— start of GIVEN TEXT —

Next comes the question of travel methods. I'm going to specifically address the methods we used, which were airplane, public transportation, and car service. I've belly-ached about it enough that you probably know that we did not have a good experience with Air Canada. If nothing had gone wrong, or even if it had only been the issue of our luggage not arriving with us, I would probably give them high marks. Our main issue was that once we had a problem, it wasn't resolved in a satisfactory manner. We are not entitled travelers, and we are willing to overlook a lot of small things. Sometimes things happen! But one of our priorities for air travel was that we would all be seated together, and that did not happen on our first flight, even though we called ahead, attempted to check in online, and showed up for our first flight in plenty of time. Choose an airline with a good track record of accommodating families and making amends if necessary. Because this was Zinashi's first big trip post coming-to-America, it was important to us that we be able to keep her as comfortable as possible. If I had it to do over again, I would have paid up to $100 more per person to make sure that we would be taken care of.

In the case of our shorter flights to Nice, EasyJet did not disappoint, so I recommend them highly. Even though they don't assign seats, we were able to get seats together because of their boarding policy that allows families with young children to board early in the process (after those who have paid for their Speedy Boarding service have boarded, but before everyone else). Their prices are excellent, and we got to Nice and back for under $100 per person, including the extra fees we paid to check luggage. If you can figure out how to use just hand luggage, you'll make your journey even more affordable.

For public transportation, we used the Underground in London as well as overground trains when we needed them. These were all easy to navigate. Gatwick Express was a bit pricey, but it was efficient and comfortable, with plenty of luggage racks and tables on which to eat the snacks we'd brought on board. In Nice, we used the airport shuttle bus, which is affordable though sometimes a bit crowded. If you prefer ease, you might choose a taxi, but we don't mind standing and swaying with the movement of the bus in order to save a few euros. We didn't have to pay for Zinashi on any of the public transportation, so that saved us some money as well.

On our way to the airport for our flight out of London to get home, we had to leave too early to take public transportation, so we booked a car service. Green Tomato Cars was excellent, and the fee ended up being equal to what we would have paid to take the Underground and then the Heathrow Express. The bonus here, of course, was that we were not hauling all our luggage on and off public transportation.

— end of GIVEN TEXT —
— start of STORED DATA —

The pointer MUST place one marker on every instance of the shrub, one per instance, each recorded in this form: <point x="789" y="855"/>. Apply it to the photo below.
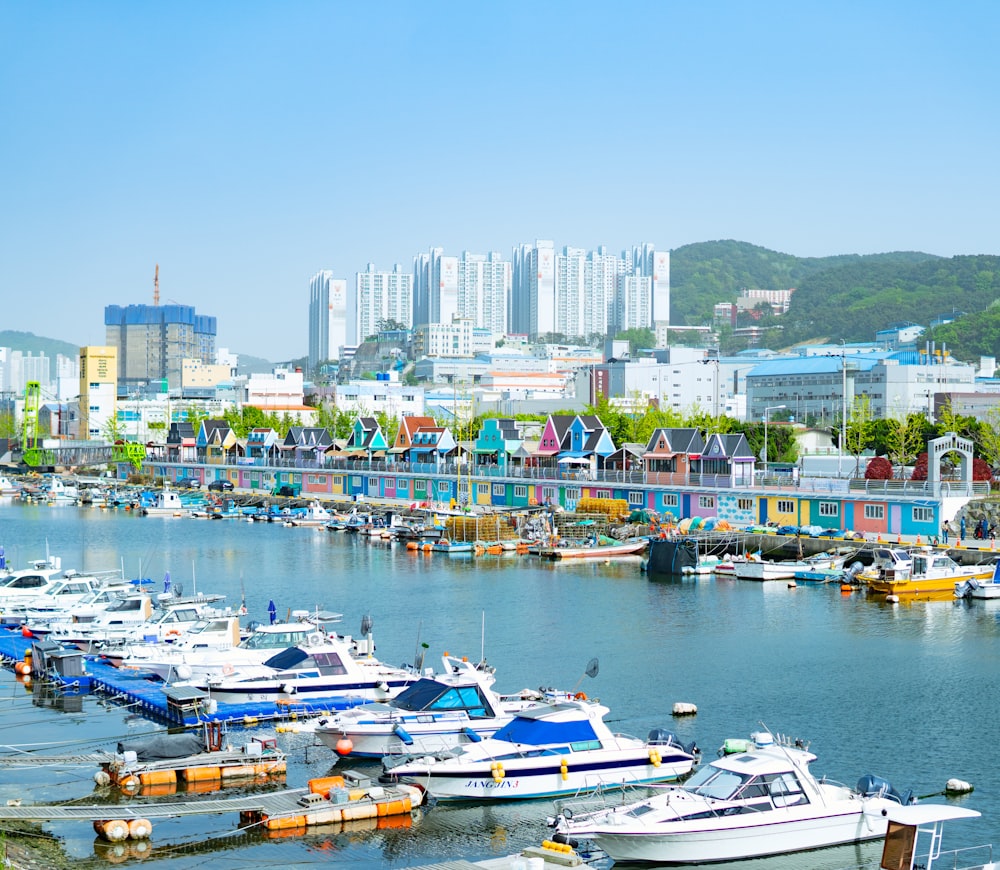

— end of STORED DATA —

> EXERCISES TO COMPLETE:
A. From the travel piece, list the three travel methods the writer says they used.
B. Do these statements agree with the travel piece? Answer yes or no for each, and quote the words that decide it.
(i) EasyJet assigns seats to its passengers.
(ii) The family paid a fare for Zinashi on public transportation.
(iii) The car service cost the same as taking the Underground and then the Heathrow Express.

> SOLUTIONS PER TASK:
A.
- Airplane
- Public transportation
- Car service

B.
(i) No: "Even though they don't assign seats"
(ii) No: "We didn't have to pay for Zinashi on any of the public transportation"
(iii) Yes: "the fee ended up being equal to what we would have paid to take the Underground and then the Heathrow Express"